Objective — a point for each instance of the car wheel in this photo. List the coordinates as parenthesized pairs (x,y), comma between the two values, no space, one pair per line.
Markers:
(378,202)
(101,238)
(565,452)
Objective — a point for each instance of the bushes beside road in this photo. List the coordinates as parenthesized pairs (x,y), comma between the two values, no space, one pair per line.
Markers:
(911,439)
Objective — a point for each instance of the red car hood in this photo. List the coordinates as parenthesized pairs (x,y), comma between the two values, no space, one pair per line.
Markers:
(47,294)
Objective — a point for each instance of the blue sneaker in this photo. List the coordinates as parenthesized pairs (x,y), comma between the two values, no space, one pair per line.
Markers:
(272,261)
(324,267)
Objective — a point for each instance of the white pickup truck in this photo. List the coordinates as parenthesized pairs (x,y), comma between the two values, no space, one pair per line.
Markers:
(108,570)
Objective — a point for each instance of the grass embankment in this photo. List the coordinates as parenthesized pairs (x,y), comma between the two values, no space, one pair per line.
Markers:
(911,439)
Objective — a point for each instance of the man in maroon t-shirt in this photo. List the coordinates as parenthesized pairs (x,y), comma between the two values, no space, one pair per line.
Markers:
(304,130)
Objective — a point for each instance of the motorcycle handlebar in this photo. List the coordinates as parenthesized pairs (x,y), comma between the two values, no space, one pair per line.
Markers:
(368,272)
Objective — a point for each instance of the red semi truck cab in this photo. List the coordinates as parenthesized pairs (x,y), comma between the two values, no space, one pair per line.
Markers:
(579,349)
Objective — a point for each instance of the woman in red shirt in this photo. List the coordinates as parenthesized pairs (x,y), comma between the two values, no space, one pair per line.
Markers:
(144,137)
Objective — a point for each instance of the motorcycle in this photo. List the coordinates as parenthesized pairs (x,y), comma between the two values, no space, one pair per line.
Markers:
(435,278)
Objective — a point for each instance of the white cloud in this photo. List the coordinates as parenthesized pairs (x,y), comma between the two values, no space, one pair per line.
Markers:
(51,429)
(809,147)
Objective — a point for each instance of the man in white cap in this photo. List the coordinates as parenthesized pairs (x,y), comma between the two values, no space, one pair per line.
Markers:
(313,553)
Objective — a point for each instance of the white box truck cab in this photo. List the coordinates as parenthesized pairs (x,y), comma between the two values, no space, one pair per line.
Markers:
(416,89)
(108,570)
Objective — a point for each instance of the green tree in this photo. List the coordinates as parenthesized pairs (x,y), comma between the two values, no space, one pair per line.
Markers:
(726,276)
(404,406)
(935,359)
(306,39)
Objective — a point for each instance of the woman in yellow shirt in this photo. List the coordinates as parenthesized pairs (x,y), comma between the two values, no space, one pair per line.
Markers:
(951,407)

▶ _Task requirements_
Copy the full listing exactly.

▶ _Answer_
Objective — a point for each instance of the car wheel in this photo. List the coordinates as parenthesized pairs (x,y), comma between the two values, no space, one pair per line.
Markers:
(378,202)
(101,238)
(565,452)
Objective — a point for each instance of the bushes beside road in this photo. List the coordinates as parenthesized pairs (x,y), comma between the two values, no space, one pair per line.
Markers:
(911,439)
Objective — a point for each instance of the red car hood in this photo. List the coordinates as parenthesized pairs (x,y), comma between the two values, no space, one pair per line.
Markers:
(47,294)
Objective — a point for each instance of the blue sneaker in this photo. List the coordinates as parenthesized pairs (x,y), comma between the two values, no space, one pair per line.
Markers:
(272,261)
(324,267)
Objective — a point for each instance of the white pickup truck in this photo. List the coordinates as parenthesized pairs (x,y), comma between the two values, no space, one pair per line.
Markers:
(108,570)
Objective — a point for each instance of the grass embankment in this photo. List the coordinates as parenthesized pairs (x,y), comma between the two values, no space, one pair per line.
Markers:
(911,439)
Objective — a point for each instance of the man in maroon t-shirt in this photo. List the coordinates as parenthesized pairs (x,y), comma between the two values, no space, one pair per line.
Markers:
(304,130)
Objective — a point for each instance of the motorcycle handlebar in this photo. List the coordinates as parenthesized pairs (x,y), comma between the two values, no space, one pair per line.
Markers:
(368,272)
Objective — a point for each instance of the red semi truck cab in this photo. List the coordinates as parenthesized pairs (x,y), comma between the two values, no space, one pair per line.
Markers:
(579,349)
Objective — a point for each instance of the woman in red shirt in this photo. List the coordinates as parenthesized pairs (x,y), comma between the two values, no space, one pair per line.
Markers:
(144,137)
Objective — a point for each instance of the motorcycle in this photo. List the coordinates as parenthesized pairs (x,y), comma between the two values, no space, one pair per line.
Markers:
(435,278)
Objective — a point for each instance of the white cloud in this photo. List the coordinates as parenthesized pairs (x,y), comma between the two values, no space, one pair per line.
Markers:
(51,429)
(809,147)
Objective — a point for each instance of the man in white cap in this photo. List the coordinates as parenthesized pairs (x,y), comma between the two values, no space, one pair per line.
Markers:
(313,553)
Objective — a point for each instance of the white box truck cab in this photo. List the coordinates as parenthesized pairs (x,y), comma between the two values, no space, one pair per line.
Markers:
(416,89)
(108,570)
Objective — a point for each instance of the green tree in this photo. List the coordinates as parenthesized pairs (x,y), comma between the two values, no space, one pair per line.
Markers:
(726,276)
(404,406)
(935,359)
(306,39)
Objective — a point for each instance of the woman in yellow shirt in this photo. List the coordinates as parenthesized pairs (x,y), comma between the two values, no space, one pair per line.
Markers:
(951,407)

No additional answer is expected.